Exercise
Write out every one of the records below word for word, changing nothing.

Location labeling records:
-- START --

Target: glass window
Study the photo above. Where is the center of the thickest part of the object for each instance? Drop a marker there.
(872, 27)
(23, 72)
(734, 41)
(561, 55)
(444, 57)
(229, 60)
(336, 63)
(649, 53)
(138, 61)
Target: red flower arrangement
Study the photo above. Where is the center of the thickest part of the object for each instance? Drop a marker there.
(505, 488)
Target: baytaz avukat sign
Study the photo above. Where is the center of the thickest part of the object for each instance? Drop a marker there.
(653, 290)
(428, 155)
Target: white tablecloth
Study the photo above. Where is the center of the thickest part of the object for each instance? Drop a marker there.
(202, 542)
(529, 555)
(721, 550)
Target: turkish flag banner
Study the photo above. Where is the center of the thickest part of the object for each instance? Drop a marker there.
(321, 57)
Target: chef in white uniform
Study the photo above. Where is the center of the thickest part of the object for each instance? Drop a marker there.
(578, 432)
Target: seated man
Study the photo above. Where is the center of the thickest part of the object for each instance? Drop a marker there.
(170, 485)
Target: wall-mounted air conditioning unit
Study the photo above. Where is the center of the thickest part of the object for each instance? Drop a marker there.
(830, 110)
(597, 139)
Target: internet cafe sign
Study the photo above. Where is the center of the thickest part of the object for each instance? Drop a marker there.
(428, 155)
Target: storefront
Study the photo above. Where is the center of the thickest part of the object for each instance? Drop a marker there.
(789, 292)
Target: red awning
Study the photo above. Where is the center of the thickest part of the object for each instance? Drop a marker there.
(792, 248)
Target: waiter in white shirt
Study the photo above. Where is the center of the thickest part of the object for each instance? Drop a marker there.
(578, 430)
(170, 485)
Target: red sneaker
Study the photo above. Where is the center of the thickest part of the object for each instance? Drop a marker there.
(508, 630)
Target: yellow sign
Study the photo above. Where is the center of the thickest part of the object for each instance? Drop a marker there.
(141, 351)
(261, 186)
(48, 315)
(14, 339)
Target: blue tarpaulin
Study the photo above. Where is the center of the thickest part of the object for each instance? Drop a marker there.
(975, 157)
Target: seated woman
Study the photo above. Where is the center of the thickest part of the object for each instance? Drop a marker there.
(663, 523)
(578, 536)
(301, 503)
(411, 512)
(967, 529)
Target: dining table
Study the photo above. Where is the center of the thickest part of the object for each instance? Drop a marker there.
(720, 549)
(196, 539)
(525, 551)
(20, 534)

-- END --

Answer below
Target: glass window
Study the photo above. Where is the center of the thickest part of the object for each instance? Drop a marker there.
(872, 27)
(23, 72)
(734, 41)
(561, 55)
(444, 57)
(229, 60)
(336, 63)
(649, 53)
(138, 61)
Target: red flower arrangement
Study the photo above. Where is the center of the thickest part of the object for each instance? Drop a marker there.
(505, 488)
Target: baytaz avukat sign
Study the photo above. Where is the center of the thickest part of the object for each instance? Drop a marker there.
(653, 290)
(428, 155)
Target: white tablecloth
Study the photo above. Where is the center of the thickest part of the object for each instance? Drop a marker there.
(202, 542)
(529, 555)
(721, 550)
Target: turkish flag banner
Study the photo above. Where is the center of the thickest part of the object for each instance? Drop a marker there.
(321, 57)
Target: chef in white uniform
Study the photo above. Where is the center of the thickest part of the object for each instance? Drop a marker there.
(578, 432)
Target: seated man
Study the photo above. Where is the center of the thickest part of the object for each instance? Drop a marker there.
(170, 485)
Target: wall-mounted air conditioning unit
Study the photo above. Where is the center of the thickest part of the object for each instance? Drop a marker there.
(830, 110)
(597, 139)
Target: internet cafe sign
Study the photo above. Where is the center of the thickest part of the object for each instance? Drop a marker there.
(428, 155)
Target: storefront
Study the photo above. Where is the center of the thickest part of the object for each instance? Drop a marker there.
(789, 292)
Target: red awning
Study the photo above. Where is the center of the thickest part of the object for each instance? Drop a marker there.
(792, 248)
Target: waiter in white shirt
Study the photo above. Where is the center of the thickest part of the object for each instance? Drop a marker there.
(578, 430)
(170, 485)
Target: red sneaker
Study the photo above. Where is the center of the thickest part of the object for each instance? Drop a marker there.
(508, 630)
Target: yellow sign
Study the photo above. Where is the center of the thickest part of the object for each instance? Drop a marker there.
(141, 351)
(261, 186)
(48, 315)
(14, 339)
Target: blue tarpaulin
Study the photo above. Where is the center of the thickest part of the object for each instance? Drop a marker there.
(975, 157)
Target: seated woman
Study the photo above. Where is the center of the thickest part of the object for each instance? Drop a marker there.
(663, 523)
(578, 536)
(301, 503)
(411, 512)
(967, 529)
Target: dining table
Study the photo above. Where is the center of the thickest part of the object for each instance? Drop a marker there.
(720, 549)
(196, 539)
(525, 551)
(20, 534)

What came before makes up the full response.